[[ Selected excerpt, beginning ]]

The Quiet Revolution in Emerging-Market Monetary Policy
Although emerging markets are no less at the mercy of advanced economies today than they were in the past, they are benefiting from massive spillover effects in the context of the current crisis. As a result, the ultra-expansionary monetary policies pioneered in advanced economies are now available to almost everyone.
LONDON – Central banking in emerging markets has undergone a quiet revolution during the COVID-19 pandemic. Unlike in past crises, they have been able to mimic what central banks in advanced economies have been implementing: counter-cyclical policies with quantitative easing (QE), local-currency asset purchases, interest-rate cuts, and monetization of government deficits.
In the past, such policies would have fueled inflation and downward exchange-rate pressure. Not so this time. With the exception of a few central banks that were already in trouble before the pandemic, emerging-market central banks have been able to use QE to create more room to maneuver in responding to the crisis.
Monetary policies in the advanced economies enabled this change. Their own QE programs have had positive spillover effects, and they have expanded their currency swaps and foreign exchange repurchase (repo) operations in response to the crisis. Among the measures taken by the globally systemic central banks (GSCBs), the US Federal Reserve’s response has been the most important, but swaps and repos by the European Central Bank (ECB) and the People’s Bank of China’s (PBOC) have also had a significant impact at the regional level.

[[ Selected excerpt, end ]]
[[ Information provided, beginning ]]

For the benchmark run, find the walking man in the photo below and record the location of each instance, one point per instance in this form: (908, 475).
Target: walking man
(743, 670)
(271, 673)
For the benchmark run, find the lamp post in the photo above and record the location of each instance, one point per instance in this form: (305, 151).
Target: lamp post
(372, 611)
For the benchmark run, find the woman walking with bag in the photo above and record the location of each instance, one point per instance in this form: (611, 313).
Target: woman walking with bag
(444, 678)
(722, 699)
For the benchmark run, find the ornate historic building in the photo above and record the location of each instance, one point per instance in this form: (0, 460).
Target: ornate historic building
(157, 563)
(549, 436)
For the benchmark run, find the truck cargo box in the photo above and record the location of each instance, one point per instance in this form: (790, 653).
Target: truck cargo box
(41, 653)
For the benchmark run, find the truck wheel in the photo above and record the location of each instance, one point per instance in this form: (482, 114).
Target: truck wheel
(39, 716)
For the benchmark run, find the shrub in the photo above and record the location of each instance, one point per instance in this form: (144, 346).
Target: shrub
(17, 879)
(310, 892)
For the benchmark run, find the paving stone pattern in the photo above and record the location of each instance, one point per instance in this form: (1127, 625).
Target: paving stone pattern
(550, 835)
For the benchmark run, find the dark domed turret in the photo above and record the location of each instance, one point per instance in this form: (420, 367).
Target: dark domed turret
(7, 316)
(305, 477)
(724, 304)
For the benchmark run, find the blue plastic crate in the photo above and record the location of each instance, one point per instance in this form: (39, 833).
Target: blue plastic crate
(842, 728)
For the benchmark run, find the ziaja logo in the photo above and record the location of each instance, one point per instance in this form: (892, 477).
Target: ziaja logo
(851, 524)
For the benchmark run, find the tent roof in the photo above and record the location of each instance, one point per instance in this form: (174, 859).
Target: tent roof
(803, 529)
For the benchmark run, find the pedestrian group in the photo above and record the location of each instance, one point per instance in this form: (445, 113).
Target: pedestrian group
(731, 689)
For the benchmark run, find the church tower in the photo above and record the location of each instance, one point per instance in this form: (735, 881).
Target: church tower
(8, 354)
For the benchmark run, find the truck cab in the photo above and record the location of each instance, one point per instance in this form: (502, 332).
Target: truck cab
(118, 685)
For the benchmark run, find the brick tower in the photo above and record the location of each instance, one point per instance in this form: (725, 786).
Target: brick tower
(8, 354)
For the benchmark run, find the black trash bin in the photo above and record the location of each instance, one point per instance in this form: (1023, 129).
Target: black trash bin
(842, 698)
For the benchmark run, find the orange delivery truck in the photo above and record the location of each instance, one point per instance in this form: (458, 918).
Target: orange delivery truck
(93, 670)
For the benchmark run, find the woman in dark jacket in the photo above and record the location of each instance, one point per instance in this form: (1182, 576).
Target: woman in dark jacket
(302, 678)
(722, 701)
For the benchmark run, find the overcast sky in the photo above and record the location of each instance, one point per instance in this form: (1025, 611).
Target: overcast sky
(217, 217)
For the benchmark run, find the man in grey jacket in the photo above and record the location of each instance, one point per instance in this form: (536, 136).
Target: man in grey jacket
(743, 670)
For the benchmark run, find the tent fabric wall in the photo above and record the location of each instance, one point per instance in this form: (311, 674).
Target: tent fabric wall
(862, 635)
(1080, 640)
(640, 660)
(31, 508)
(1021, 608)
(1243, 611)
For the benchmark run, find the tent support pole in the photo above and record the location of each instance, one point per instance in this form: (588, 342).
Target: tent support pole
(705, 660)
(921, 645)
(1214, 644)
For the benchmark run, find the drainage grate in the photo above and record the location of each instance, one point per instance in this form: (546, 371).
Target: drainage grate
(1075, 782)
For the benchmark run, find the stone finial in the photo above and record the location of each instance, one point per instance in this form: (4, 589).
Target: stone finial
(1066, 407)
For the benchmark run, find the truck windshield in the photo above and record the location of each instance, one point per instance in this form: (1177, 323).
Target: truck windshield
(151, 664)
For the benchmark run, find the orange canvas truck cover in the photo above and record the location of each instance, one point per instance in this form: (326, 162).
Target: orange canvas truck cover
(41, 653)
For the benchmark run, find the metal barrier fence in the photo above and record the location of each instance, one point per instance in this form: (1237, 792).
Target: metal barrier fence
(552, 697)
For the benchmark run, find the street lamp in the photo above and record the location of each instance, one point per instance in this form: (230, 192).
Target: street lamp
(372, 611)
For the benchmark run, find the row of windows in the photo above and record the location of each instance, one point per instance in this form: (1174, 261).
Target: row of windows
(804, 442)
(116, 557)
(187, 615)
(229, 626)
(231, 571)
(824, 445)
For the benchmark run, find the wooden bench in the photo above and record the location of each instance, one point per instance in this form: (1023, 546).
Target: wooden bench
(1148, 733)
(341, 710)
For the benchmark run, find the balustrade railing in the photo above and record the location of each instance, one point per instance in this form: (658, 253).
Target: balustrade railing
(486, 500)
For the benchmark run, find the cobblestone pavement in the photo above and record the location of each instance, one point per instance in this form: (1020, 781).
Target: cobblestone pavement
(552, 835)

[[ Information provided, end ]]

Directions for this task :: Reproduce word for word the part of the article on emerging-market monetary policy that begins at "LONDON – Central" and stops after "responding to the crisis.".

Written answer ::
LONDON – Central banking in emerging markets has undergone a quiet revolution during the COVID-19 pandemic. Unlike in past crises, they have been able to mimic what central banks in advanced economies have been implementing: counter-cyclical policies with quantitative easing (QE), local-currency asset purchases, interest-rate cuts, and monetization of government deficits.
In the past, such policies would have fueled inflation and downward exchange-rate pressure. Not so this time. With the exception of a few central banks that were already in trouble before the pandemic, emerging-market central banks have been able to use QE to create more room to maneuver in responding to the crisis.